Saved entries:
-- Opening Marker --
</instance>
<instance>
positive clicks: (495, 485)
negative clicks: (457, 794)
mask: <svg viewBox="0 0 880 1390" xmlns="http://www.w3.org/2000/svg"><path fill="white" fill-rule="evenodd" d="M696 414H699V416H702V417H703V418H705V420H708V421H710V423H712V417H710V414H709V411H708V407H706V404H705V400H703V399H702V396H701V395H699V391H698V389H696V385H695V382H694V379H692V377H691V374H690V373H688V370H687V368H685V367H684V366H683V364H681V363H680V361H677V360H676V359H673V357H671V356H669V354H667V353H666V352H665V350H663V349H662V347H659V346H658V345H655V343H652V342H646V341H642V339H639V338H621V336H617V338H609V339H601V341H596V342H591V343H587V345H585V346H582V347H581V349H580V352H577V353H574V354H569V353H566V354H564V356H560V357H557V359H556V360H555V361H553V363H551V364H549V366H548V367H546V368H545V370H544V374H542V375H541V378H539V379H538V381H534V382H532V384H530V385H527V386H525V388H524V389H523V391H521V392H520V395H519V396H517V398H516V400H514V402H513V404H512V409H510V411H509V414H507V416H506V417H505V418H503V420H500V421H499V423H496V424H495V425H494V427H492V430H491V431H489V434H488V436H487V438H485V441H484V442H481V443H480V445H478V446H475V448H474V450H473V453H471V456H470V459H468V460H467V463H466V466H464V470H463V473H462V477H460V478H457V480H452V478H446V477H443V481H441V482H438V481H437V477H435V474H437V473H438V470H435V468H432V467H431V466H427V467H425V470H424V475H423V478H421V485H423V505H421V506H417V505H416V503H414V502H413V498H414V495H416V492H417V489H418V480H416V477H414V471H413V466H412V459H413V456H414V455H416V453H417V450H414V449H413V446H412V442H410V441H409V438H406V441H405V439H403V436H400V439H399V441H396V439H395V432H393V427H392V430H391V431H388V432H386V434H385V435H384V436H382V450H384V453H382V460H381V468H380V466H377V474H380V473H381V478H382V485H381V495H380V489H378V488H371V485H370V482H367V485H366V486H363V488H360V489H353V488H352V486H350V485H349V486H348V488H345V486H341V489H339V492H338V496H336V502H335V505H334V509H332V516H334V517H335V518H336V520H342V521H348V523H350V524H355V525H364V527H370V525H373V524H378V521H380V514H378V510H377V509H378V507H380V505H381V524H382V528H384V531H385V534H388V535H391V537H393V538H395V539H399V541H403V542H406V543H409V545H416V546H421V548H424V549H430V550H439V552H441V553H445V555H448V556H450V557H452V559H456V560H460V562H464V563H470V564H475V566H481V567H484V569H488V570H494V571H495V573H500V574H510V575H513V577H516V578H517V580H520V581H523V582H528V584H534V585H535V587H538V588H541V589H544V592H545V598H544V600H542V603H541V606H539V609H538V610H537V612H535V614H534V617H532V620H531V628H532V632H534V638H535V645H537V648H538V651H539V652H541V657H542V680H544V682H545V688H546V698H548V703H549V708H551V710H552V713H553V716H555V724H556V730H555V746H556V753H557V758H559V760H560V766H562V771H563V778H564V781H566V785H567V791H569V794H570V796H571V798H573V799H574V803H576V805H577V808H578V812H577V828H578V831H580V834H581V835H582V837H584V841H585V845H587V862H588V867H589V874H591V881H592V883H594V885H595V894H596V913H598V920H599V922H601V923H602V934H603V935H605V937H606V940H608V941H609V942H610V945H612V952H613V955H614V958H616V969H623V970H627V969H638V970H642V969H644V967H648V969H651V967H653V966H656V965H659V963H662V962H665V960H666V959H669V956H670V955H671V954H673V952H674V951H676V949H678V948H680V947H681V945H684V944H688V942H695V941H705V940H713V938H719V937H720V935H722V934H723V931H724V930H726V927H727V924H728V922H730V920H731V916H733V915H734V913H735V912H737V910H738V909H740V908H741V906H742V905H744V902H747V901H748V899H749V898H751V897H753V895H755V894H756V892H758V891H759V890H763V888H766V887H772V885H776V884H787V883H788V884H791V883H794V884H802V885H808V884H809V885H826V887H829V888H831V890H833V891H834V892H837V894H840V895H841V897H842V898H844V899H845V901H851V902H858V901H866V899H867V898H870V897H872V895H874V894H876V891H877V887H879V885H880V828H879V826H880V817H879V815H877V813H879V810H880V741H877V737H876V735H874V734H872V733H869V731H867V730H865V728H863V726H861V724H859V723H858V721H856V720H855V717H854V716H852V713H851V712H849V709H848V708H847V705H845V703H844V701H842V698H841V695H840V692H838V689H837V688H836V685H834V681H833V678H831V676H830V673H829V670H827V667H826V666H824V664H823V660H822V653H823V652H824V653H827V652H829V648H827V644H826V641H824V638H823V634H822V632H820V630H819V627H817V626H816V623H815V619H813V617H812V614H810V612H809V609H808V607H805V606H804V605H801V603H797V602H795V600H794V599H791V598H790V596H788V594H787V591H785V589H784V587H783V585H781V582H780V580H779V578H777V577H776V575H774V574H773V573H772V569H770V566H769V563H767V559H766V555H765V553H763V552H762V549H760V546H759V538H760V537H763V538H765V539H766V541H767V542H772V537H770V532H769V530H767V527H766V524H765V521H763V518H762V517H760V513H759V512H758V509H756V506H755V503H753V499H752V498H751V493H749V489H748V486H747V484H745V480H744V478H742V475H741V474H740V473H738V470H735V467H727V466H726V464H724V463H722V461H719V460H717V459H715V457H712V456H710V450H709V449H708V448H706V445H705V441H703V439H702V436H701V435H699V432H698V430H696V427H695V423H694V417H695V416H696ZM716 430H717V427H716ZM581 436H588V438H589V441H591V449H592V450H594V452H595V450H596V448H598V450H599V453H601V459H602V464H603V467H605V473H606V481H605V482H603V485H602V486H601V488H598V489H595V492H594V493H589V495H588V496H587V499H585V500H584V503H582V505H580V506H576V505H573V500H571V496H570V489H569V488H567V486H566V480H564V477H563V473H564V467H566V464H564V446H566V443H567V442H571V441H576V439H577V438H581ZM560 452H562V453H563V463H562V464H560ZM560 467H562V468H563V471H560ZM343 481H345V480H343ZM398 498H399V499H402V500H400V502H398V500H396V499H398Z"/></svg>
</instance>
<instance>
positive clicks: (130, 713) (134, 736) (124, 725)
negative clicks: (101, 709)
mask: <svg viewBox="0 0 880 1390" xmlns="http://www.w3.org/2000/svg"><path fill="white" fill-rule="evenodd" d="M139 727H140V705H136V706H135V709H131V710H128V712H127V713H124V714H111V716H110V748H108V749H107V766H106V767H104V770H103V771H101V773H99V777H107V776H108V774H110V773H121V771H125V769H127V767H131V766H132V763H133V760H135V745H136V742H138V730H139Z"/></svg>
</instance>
-- Closing Marker --
-- Opening Marker --
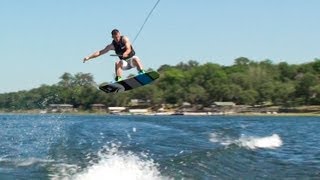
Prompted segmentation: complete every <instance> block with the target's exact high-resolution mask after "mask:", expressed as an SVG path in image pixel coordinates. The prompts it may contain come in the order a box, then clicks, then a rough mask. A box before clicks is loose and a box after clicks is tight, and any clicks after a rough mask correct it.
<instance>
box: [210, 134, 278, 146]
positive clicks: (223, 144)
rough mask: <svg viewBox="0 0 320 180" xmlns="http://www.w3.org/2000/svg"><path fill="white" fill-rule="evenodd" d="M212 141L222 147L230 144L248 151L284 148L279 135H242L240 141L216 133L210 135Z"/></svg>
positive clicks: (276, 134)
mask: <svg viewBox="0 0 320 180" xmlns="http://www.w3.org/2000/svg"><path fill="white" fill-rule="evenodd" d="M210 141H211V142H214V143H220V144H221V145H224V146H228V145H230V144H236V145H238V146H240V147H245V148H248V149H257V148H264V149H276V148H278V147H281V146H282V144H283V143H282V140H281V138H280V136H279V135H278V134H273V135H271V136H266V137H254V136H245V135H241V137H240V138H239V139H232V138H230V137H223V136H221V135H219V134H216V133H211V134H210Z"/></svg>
-- Closing Marker --
Copy whichever lines of the records above contain the word "rough".

*Your response*.
Prompted segmentation: complete every <instance> block with the target's exact high-resolution mask after "mask:", expressed as an SVG path in image pixel coordinates. The prompts it may contain come in the order a box, then clicks, then a rough mask. A box before clicks is loose and a box after clicks is tight, and any clicks after a rough mask correct it.
rough mask: <svg viewBox="0 0 320 180" xmlns="http://www.w3.org/2000/svg"><path fill="white" fill-rule="evenodd" d="M212 141L222 147L230 144L248 151L284 148L279 135H242L240 141L216 133L210 135Z"/></svg>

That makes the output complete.